Region pointing data:
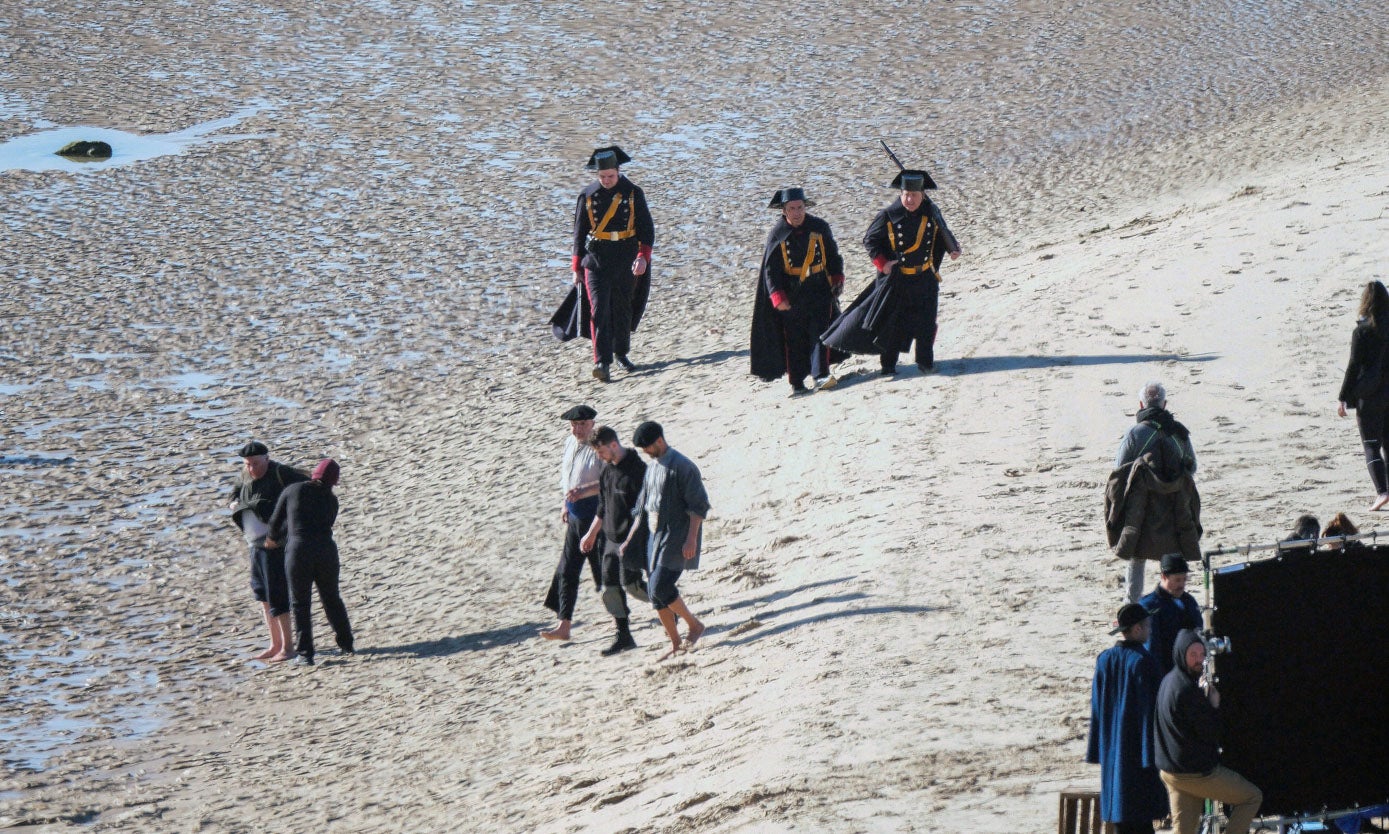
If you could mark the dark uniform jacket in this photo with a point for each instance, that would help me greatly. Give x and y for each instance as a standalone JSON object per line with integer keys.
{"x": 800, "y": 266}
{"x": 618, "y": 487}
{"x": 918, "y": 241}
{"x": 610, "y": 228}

# [Aim of the task]
Pictures must be left out when the records are transcribed exactly.

# [Written response]
If you could mark the dark uniform jacket in this photo with a point for each instance, that would help me greatly. Give x and y for each instance as a standalone JSON object per line with integer keys.
{"x": 800, "y": 266}
{"x": 618, "y": 487}
{"x": 918, "y": 241}
{"x": 610, "y": 228}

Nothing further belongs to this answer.